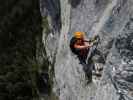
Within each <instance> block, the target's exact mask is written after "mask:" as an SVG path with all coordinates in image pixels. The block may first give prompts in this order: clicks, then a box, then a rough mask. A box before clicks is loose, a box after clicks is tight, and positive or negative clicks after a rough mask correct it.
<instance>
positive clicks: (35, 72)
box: [0, 0, 42, 100]
mask: <svg viewBox="0 0 133 100" xmlns="http://www.w3.org/2000/svg"><path fill="white" fill-rule="evenodd" d="M7 4H8V6H6V5H7ZM0 5H1V10H0V14H1V16H0V17H1V18H0V21H1V23H0V29H1V31H0V100H32V99H33V98H34V97H36V98H38V90H37V86H36V82H37V81H36V79H37V78H36V77H37V75H38V74H37V73H38V66H39V64H38V63H37V61H36V44H37V41H36V38H37V37H38V36H41V35H42V34H41V33H42V29H41V16H40V8H39V2H38V0H28V1H27V0H19V1H16V0H12V1H3V2H1V3H0Z"/></svg>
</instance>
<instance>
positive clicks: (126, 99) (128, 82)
mask: <svg viewBox="0 0 133 100" xmlns="http://www.w3.org/2000/svg"><path fill="white" fill-rule="evenodd" d="M132 4H133V2H132V0H126V1H124V0H41V2H40V7H41V13H42V16H43V17H46V18H47V22H48V28H49V29H48V30H49V31H46V30H47V28H46V27H44V31H43V43H44V47H45V50H46V54H47V58H48V60H49V62H50V63H51V64H52V66H51V65H50V66H49V67H50V68H52V69H53V71H54V73H53V74H54V76H53V78H52V79H53V82H54V83H53V87H52V90H53V92H55V95H56V96H58V97H59V98H58V99H59V100H107V99H108V100H131V99H132V84H133V83H132V38H133V36H132V13H133V9H132ZM75 31H84V32H87V34H86V37H89V36H93V35H95V34H98V35H99V36H100V43H99V45H98V50H99V51H101V52H102V54H103V56H104V57H105V58H104V60H105V64H104V65H102V66H103V68H104V69H103V73H102V77H101V78H100V79H93V82H92V83H90V84H88V85H86V79H85V73H84V71H83V66H82V65H81V64H79V61H78V59H77V58H76V56H75V55H73V54H72V53H71V51H70V49H69V41H70V39H71V37H72V36H73V32H75ZM96 63H97V64H98V65H100V62H96Z"/></svg>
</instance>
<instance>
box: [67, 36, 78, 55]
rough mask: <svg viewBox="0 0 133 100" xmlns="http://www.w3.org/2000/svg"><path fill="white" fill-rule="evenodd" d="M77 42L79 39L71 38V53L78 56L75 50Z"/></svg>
mask: <svg viewBox="0 0 133 100" xmlns="http://www.w3.org/2000/svg"><path fill="white" fill-rule="evenodd" d="M76 42H77V39H76V38H75V37H72V38H71V40H70V45H69V46H70V49H71V51H72V53H74V54H77V53H76V50H75V48H74V44H75V43H76Z"/></svg>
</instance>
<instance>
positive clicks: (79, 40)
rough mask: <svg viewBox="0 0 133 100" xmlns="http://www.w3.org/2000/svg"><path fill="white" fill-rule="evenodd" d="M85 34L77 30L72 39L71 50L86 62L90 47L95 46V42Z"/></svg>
mask: <svg viewBox="0 0 133 100" xmlns="http://www.w3.org/2000/svg"><path fill="white" fill-rule="evenodd" d="M84 35H85V34H84V32H75V33H74V37H72V39H71V41H70V48H71V51H72V52H73V53H74V54H76V55H77V56H78V58H79V60H80V62H81V63H85V61H86V58H87V54H88V52H89V49H90V47H92V46H93V42H89V41H87V40H85V38H84Z"/></svg>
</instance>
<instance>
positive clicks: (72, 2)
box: [68, 0, 81, 8]
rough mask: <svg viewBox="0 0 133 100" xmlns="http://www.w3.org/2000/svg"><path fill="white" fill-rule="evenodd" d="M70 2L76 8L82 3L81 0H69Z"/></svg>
mask: <svg viewBox="0 0 133 100" xmlns="http://www.w3.org/2000/svg"><path fill="white" fill-rule="evenodd" d="M68 2H69V3H70V4H71V6H72V7H73V8H76V7H77V6H78V5H79V4H80V2H81V0H69V1H68Z"/></svg>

┄┄┄┄┄┄┄┄┄┄┄┄┄┄┄┄┄┄┄┄

YOUR ASSIGNMENT ▸ Convert the material into a JSON list of strings, one string per line and no strings for blank lines, and leave out the pictures.

TASK SOLUTION ▸
[
  "Within each <instance> block, the target's exact mask is written after \"mask:\" as an SVG path with all coordinates in image pixels. The block may first give prompts in this order: clicks, then a box, then a rough mask. A box before clicks is loose, a box after clicks is tight, and positive or negative clicks after a rough mask correct it.",
  "<instance>",
  "positive clicks: (35, 72)",
  "box: [0, 0, 42, 100]",
  "mask: <svg viewBox=\"0 0 133 100\" xmlns=\"http://www.w3.org/2000/svg\"><path fill=\"white\" fill-rule=\"evenodd\" d=\"M7 4H8V6H6V5H7ZM0 5H1V10H0V14H1V16H0V17H1V18H0V21H1V23H0V29H1V31H0V100H32V99H33V98H34V97H36V98H38V90H37V86H36V82H37V81H36V79H37V78H36V77H37V75H38V74H37V73H38V66H39V64H38V63H37V61H36V44H37V41H36V38H37V37H38V36H41V35H42V34H41V33H42V29H41V16H40V8H39V2H38V0H28V1H27V0H19V1H16V0H12V1H3V2H1V3H0Z\"/></svg>",
  "</instance>",
  "<instance>",
  "positive clicks: (126, 99) (128, 82)",
  "mask: <svg viewBox=\"0 0 133 100\" xmlns=\"http://www.w3.org/2000/svg\"><path fill=\"white\" fill-rule=\"evenodd\" d=\"M132 4H133V2H132V0H126V1H124V0H41V2H40V7H41V13H42V16H43V17H46V18H47V22H48V28H49V29H48V30H49V31H46V30H47V28H46V27H44V31H43V43H44V47H45V50H46V54H47V58H48V60H49V62H50V63H51V64H52V66H51V65H50V66H49V67H50V68H52V69H53V71H54V73H53V74H54V76H53V78H52V79H53V82H54V83H53V87H52V90H53V92H55V95H56V96H58V97H59V98H58V99H59V100H107V99H108V100H131V99H132V84H133V83H132V38H133V36H132V13H133V9H132ZM75 31H84V32H87V34H86V37H89V36H93V35H95V34H98V35H99V36H100V43H99V45H98V50H99V51H101V52H102V54H103V56H104V57H105V58H104V60H105V64H104V65H102V66H103V68H104V69H103V73H102V77H101V78H100V79H93V82H92V83H90V84H88V85H86V79H85V73H84V71H83V66H82V65H81V64H79V61H78V59H77V58H76V56H75V55H73V54H72V53H71V51H70V49H69V41H70V39H71V37H72V36H73V32H75ZM96 63H97V64H98V65H100V62H96Z\"/></svg>",
  "</instance>",
  "<instance>",
  "box: [67, 36, 78, 55]",
  "rough mask: <svg viewBox=\"0 0 133 100\" xmlns=\"http://www.w3.org/2000/svg\"><path fill=\"white\" fill-rule=\"evenodd\" d=\"M77 42L79 39L71 38V53L78 56L75 50Z\"/></svg>",
  "mask: <svg viewBox=\"0 0 133 100\" xmlns=\"http://www.w3.org/2000/svg\"><path fill=\"white\" fill-rule=\"evenodd\" d=\"M76 42H77V39H76V38H75V37H72V38H71V40H70V45H69V46H70V49H71V51H72V53H74V54H77V53H76V50H75V48H74V44H75V43H76Z\"/></svg>",
  "</instance>",
  "<instance>",
  "positive clicks: (79, 40)",
  "rough mask: <svg viewBox=\"0 0 133 100\" xmlns=\"http://www.w3.org/2000/svg\"><path fill=\"white\" fill-rule=\"evenodd\" d=\"M85 34L77 30L72 39L71 50L86 62L90 47L95 46V42Z\"/></svg>",
  "mask: <svg viewBox=\"0 0 133 100\" xmlns=\"http://www.w3.org/2000/svg\"><path fill=\"white\" fill-rule=\"evenodd\" d=\"M84 35H85V34H84V32H75V33H74V37H72V39H71V41H70V48H71V51H72V52H73V53H74V54H76V55H77V56H78V58H79V60H80V62H81V63H85V61H86V58H87V54H88V52H89V49H90V47H92V46H93V42H89V41H87V40H85V38H84Z\"/></svg>",
  "</instance>",
  "<instance>",
  "positive clicks: (72, 2)",
  "box: [68, 0, 81, 8]",
  "rough mask: <svg viewBox=\"0 0 133 100\" xmlns=\"http://www.w3.org/2000/svg\"><path fill=\"white\" fill-rule=\"evenodd\" d=\"M70 2L76 8L82 3L81 0H69Z\"/></svg>",
  "mask: <svg viewBox=\"0 0 133 100\" xmlns=\"http://www.w3.org/2000/svg\"><path fill=\"white\" fill-rule=\"evenodd\" d=\"M68 2H69V3H70V4H71V6H72V7H73V8H76V7H77V6H78V5H79V4H80V2H81V0H69V1H68Z\"/></svg>"
]